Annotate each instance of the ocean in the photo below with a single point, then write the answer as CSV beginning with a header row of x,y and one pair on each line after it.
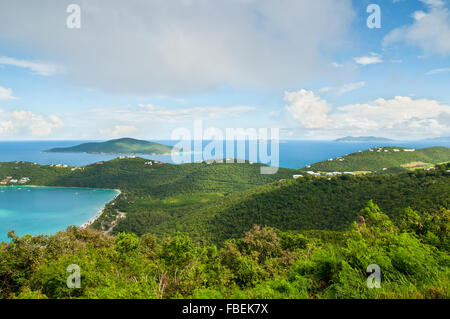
x,y
46,210
36,210
292,154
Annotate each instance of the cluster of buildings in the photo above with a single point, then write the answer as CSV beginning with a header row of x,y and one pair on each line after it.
x,y
11,180
380,149
330,174
59,165
153,162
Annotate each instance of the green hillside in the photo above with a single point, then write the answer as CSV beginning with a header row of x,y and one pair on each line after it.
x,y
119,146
307,203
363,139
214,202
377,159
189,232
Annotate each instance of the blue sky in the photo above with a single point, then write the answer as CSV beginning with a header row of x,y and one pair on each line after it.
x,y
141,69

-=-=-

Copy the listing above verbatim, leaving out pictures.

Annotate each instance of the ocean in the photo below with a single point, then write the answer as CSV beginning with a header row of x,y and one pair on each line after it.
x,y
46,210
36,210
292,154
Annotate each instance of the cluster of buildings in the photo above with a single point, then write the answer as CSV beginning with a header row of x,y and one pair on each line after it.
x,y
11,180
380,149
330,174
59,165
153,162
Annotate each instance of the green hillside in the photo above with a single point, then write the answer as CSV beginning with a header row of x,y and one pair on each line after it.
x,y
119,146
307,203
363,139
214,202
377,159
189,232
Annotate each instance of the blue sky in the photo above with a single point, then write the answer as CSV beginning with a header row of x,y and one pair on each line after it.
x,y
141,69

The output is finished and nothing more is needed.